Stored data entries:
┏━━

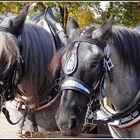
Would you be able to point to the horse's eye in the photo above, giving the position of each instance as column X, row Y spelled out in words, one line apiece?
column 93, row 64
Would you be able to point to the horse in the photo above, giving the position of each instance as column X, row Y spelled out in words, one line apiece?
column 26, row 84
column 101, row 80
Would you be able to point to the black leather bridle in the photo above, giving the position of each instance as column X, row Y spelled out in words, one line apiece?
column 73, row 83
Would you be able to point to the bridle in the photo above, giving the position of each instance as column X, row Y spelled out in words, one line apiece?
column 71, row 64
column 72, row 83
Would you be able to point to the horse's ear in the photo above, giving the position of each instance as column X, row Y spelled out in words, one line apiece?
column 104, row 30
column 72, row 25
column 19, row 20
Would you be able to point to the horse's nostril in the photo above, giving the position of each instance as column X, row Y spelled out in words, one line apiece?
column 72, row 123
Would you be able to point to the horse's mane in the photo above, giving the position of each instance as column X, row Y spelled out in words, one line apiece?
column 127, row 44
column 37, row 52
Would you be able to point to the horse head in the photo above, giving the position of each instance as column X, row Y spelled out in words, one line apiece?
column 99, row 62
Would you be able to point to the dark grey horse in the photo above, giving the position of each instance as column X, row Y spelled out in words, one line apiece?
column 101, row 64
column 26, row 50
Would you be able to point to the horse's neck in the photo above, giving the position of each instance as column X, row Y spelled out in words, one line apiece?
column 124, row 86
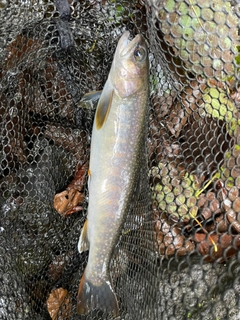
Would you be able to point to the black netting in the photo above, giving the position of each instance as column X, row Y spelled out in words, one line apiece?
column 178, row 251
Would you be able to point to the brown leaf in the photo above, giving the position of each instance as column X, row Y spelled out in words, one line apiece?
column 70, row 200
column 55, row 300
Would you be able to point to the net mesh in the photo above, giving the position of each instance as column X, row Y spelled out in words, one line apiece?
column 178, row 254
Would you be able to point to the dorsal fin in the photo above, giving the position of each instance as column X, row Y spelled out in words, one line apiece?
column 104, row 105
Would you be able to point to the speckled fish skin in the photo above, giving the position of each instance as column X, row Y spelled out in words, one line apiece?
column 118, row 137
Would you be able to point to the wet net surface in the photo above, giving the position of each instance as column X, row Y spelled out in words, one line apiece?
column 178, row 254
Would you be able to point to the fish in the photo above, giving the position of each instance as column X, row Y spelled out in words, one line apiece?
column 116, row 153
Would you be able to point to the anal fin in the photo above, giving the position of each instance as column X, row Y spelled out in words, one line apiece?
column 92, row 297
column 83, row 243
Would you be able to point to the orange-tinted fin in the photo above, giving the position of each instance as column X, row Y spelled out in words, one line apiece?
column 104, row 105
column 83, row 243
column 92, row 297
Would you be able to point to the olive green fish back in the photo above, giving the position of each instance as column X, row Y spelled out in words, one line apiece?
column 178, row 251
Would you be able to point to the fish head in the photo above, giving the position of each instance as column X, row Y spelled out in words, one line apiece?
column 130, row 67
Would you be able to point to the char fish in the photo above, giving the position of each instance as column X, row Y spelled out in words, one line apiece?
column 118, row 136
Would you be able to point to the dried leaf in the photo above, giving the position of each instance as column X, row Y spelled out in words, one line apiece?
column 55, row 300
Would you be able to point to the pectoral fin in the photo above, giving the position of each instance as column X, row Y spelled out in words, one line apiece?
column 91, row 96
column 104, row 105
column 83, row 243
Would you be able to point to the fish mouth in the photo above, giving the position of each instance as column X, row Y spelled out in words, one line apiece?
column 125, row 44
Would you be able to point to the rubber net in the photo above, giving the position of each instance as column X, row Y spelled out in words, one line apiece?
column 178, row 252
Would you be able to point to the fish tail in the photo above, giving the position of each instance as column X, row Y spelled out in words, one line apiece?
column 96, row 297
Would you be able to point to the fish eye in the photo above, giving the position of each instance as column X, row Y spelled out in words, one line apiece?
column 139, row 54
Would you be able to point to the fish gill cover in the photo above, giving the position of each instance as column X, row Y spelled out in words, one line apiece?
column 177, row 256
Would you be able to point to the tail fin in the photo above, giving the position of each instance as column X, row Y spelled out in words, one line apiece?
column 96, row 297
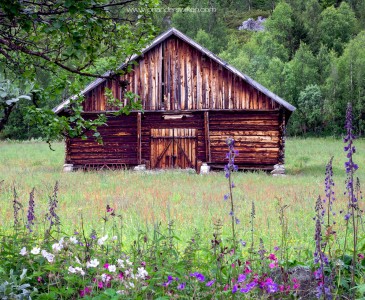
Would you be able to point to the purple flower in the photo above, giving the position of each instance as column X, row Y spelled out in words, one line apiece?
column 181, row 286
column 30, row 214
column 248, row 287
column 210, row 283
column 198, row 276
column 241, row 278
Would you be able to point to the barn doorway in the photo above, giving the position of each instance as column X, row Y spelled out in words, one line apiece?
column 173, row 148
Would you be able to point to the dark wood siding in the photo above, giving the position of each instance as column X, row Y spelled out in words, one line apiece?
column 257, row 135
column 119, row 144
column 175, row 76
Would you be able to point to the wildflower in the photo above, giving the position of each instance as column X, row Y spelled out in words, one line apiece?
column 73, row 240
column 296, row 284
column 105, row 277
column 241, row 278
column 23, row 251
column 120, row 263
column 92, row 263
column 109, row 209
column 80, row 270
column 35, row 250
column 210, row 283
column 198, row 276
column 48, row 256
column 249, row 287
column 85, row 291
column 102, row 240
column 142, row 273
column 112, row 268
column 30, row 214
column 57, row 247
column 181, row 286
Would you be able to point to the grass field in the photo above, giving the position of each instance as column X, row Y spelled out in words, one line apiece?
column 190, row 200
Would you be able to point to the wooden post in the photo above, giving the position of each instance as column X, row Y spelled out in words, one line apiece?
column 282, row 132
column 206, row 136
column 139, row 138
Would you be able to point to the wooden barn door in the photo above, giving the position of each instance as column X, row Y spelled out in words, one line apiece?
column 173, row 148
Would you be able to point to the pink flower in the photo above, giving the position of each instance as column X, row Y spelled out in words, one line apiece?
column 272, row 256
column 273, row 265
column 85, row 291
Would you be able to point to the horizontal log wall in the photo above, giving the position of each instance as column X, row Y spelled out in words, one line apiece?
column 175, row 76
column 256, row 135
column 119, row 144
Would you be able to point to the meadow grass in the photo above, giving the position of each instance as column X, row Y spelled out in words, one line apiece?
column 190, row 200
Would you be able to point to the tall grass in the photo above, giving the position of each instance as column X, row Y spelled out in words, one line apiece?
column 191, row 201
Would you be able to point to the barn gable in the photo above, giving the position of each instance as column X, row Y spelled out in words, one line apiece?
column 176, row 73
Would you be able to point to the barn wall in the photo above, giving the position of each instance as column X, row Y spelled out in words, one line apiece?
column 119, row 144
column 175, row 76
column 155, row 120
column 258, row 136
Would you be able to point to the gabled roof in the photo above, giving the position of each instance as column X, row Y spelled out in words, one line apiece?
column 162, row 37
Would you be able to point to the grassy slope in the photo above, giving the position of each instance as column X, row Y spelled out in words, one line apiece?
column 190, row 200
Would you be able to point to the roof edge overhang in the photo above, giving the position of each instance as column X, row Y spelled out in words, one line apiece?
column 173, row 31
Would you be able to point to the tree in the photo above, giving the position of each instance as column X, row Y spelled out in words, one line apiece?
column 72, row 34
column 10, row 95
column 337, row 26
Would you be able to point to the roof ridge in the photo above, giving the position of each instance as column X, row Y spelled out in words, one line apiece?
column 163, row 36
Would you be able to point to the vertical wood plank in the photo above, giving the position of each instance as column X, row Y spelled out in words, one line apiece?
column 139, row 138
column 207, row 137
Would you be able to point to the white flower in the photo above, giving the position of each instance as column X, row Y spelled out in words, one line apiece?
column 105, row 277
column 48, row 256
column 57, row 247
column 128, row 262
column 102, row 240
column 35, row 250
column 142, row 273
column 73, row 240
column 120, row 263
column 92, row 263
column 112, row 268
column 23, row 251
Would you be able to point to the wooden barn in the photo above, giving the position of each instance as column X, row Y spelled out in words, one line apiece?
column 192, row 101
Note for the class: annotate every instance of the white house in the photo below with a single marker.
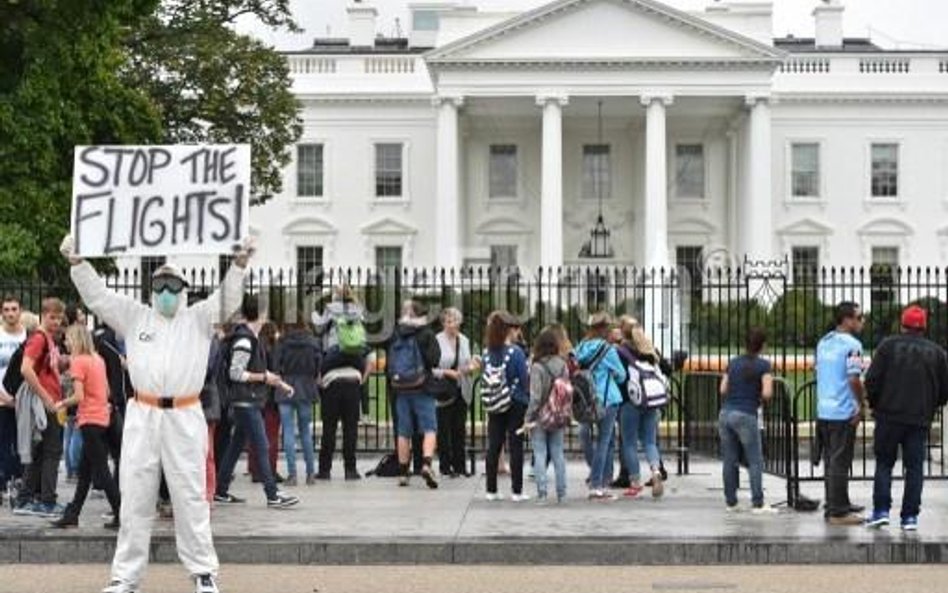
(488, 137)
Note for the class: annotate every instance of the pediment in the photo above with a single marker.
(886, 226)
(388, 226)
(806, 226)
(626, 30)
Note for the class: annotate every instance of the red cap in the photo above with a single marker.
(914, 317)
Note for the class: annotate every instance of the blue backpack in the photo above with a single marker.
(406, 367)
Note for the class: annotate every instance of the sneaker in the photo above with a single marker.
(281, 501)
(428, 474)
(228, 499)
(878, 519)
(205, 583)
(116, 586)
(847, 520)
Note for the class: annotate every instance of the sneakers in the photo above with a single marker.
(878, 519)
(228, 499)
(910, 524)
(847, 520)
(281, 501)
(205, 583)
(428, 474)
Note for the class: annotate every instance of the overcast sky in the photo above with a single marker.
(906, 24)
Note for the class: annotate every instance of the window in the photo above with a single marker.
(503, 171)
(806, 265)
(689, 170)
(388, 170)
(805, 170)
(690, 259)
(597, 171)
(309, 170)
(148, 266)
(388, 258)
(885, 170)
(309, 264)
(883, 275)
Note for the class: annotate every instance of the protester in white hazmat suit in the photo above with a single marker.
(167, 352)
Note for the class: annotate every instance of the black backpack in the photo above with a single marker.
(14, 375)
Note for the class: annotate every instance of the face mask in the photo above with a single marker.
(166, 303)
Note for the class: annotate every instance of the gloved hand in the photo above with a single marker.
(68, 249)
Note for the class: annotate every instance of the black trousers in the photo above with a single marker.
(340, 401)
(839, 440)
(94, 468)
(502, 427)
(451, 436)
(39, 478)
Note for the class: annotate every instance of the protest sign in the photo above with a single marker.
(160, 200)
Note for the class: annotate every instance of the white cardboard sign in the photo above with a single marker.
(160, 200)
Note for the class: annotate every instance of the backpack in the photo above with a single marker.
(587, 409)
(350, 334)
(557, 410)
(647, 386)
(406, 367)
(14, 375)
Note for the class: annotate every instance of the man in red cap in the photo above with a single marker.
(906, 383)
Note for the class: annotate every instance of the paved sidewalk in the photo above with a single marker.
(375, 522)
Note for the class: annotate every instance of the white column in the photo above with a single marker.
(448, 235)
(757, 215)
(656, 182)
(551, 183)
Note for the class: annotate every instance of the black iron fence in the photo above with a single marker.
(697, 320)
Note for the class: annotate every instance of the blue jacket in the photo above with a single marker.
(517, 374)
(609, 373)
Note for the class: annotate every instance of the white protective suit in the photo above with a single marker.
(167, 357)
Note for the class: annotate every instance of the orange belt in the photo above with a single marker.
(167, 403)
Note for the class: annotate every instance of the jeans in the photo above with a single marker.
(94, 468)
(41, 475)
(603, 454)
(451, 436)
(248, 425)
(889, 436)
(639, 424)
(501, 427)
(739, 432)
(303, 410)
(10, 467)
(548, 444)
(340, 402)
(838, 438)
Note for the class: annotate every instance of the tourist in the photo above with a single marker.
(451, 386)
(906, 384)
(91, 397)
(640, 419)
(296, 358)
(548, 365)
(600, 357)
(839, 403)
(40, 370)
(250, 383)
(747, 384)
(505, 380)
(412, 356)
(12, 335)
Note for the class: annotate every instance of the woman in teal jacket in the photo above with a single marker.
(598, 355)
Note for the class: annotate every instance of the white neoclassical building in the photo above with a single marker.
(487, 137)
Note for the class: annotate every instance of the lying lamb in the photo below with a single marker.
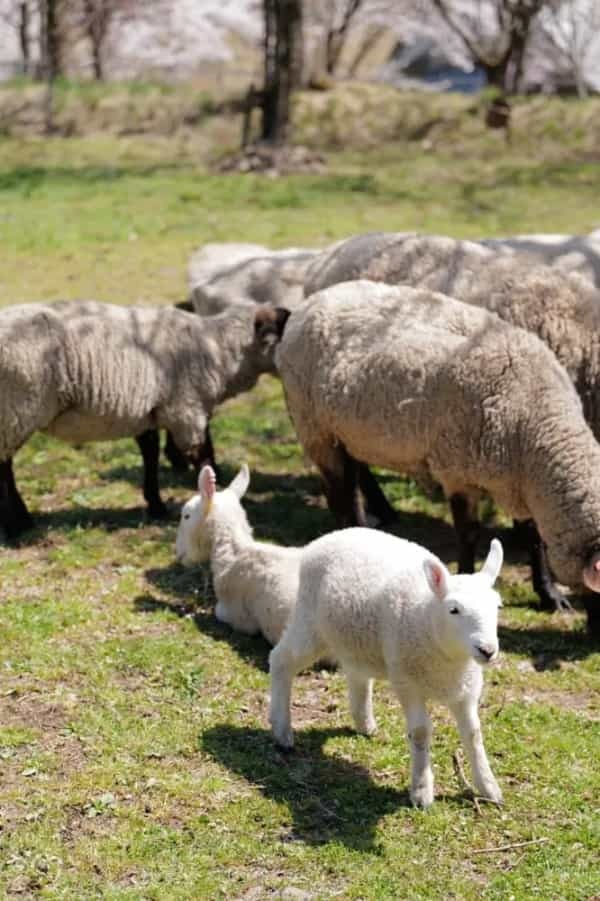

┗━━

WHAT YOU ARE ASKED TO DO: Only the lines from the one with "Note for the class: annotate every instance of the tourist" through the final line of the data should be written out, exactly and including both ends. Skip the pictures.

EXERCISE RESULT:
Note for the class: annotate every instance of the tourist in the photo above with a single marker.
(451, 386)
(906, 384)
(91, 397)
(640, 419)
(296, 358)
(548, 365)
(600, 357)
(839, 403)
(40, 370)
(250, 383)
(747, 384)
(505, 380)
(412, 356)
(12, 335)
Note for the class: annotate every instance of the woman in teal jacket in the photo above with a single marker.
(598, 355)
Note for the class: annotate every instance of the white neoclassical building in the photo above with a single marker.
(487, 137)
Note for the class: annotate every instance of the lying lamb in the photo below with a single marker.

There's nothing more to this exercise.